== Segment start ==

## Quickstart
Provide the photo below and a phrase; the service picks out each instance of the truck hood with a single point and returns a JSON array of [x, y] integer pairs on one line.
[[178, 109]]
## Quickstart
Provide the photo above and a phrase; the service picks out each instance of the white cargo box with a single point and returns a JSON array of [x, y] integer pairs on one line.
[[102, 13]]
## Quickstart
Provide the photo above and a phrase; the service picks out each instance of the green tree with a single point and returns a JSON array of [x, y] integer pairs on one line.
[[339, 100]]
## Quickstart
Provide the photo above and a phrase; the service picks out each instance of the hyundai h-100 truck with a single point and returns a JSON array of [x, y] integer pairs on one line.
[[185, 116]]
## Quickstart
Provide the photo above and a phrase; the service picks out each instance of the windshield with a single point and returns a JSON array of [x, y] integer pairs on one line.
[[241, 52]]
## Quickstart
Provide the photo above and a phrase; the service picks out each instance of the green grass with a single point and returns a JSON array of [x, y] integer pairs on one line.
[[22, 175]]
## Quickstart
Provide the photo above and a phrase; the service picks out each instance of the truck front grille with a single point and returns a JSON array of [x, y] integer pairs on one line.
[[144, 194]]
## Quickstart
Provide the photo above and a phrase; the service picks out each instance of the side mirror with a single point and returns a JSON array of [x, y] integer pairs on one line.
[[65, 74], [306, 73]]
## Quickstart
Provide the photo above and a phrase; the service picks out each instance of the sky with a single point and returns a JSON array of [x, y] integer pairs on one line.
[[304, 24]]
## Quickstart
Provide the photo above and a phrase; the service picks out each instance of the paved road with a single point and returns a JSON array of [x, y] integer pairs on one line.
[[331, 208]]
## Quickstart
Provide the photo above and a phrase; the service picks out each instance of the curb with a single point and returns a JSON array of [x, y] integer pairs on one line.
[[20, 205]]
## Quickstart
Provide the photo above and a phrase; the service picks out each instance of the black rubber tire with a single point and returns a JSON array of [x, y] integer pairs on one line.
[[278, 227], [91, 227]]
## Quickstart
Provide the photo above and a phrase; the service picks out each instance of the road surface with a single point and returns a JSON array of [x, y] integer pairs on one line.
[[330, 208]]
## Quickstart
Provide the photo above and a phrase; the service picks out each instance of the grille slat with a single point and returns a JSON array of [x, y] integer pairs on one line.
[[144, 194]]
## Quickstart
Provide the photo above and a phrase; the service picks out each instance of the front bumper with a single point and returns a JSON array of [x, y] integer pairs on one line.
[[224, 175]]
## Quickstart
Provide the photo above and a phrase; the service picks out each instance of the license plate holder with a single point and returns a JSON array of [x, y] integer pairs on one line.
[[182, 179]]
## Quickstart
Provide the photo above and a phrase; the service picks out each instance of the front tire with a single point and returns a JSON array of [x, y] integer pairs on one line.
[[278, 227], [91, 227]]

== Segment end ==

#### Prompt
Set down every record above exactly as written.

#### Answer to this task
## Quickstart
Provide the photo below and a phrase; the service picks out each instance of the truck hood with a single point and returns a JSON array of [x, y] integer pairs on one line.
[[178, 109]]
## Quickstart
Provide the photo above and a phrase; the service picks out each instance of the white cargo box with a single point and returns a JSON array of [x, y] integer pairs on one line.
[[102, 13]]
## Quickstart
Provide the photo above and a phrase; the service picks out each instance of the green tree with a single point and returns a JSON array of [x, y] integer pairs on one line.
[[339, 100]]
## Quickstart
Provide the photo above and a phrase; the service picks out each instance of the hyundai h-100 truck with a single point and returns a JSON array of [x, y] integer pairs on one line.
[[185, 116]]
## Quickstart
Provide the photo above and a phrase; the service picks out each instance of the windshield with a single point and returns a JSON array of [x, y] integer pairs on one line.
[[241, 52]]
## Quickstart
Provide the photo above and a phrase; the service picks out each instance of the green grass with a single point and returns a JSON array of [x, y] integer pairs on one line.
[[22, 175]]
## Quickstart
Provide the photo above and a phrase; the service picks out each instance of the truck front grille with a single point and returns a JSON array of [x, y] integer pairs on one line.
[[144, 194]]
## Quickstart
Provide the photo above and a phrase; the service picks out each instance of the side mirror with a single point and returns a JSON array of [x, y] integer pairs on one line.
[[65, 74], [306, 73]]
## Quickstart
Provide the photo above and a phrase; the service picks out each instance of the sky with a single point and returns a JSON array of [x, y] integer pairs on one line.
[[304, 24]]
## Quickstart
Provide the photo above and a phrase; the service picks out each instance of the paved road with a single point and returns a JSON array of [x, y] integer pairs on one line.
[[331, 208]]
## Quickstart
Provide the photo above and a phrase; the service picks out each instance of the curb with a single point and returns a JSON array of [x, y] integer pairs on one line.
[[20, 205]]
## Quickstart
Provide the photo above and a phrase; the service picks out each instance of the black rubber tire with a single point and returns a JSON array of [x, y] integer pairs on one line.
[[278, 227], [91, 227]]
## Quickstart
Provide the photo above and a phrase; the service picks out each instance of the road surface with a single point and returns a JSON array of [x, y] integer pairs on one line.
[[330, 208]]
## Quickstart
Provide the photo above and a phrase; the service picks out each instance of the grille slat with a single point and returns a JSON array of [x, y] integer pairs on one line.
[[144, 194]]
## Quickstart
Provide the photo above and a phrase; the service picks out each instance of the front bumper with a single point and returns a JSON array of [x, y] integer pairs on one line.
[[224, 175]]
## Quickstart
Provide the photo above and a phrase; the service picks out each instance of the license plate holder with a single point and returns a JSON array of [x, y] integer pairs on one line.
[[182, 179]]
## Quickstart
Provide the photo above and a phrase; the service picks out each instance of the front tire with a single point and returns a JSON array of [x, y] integer pairs on one line.
[[278, 227], [91, 227]]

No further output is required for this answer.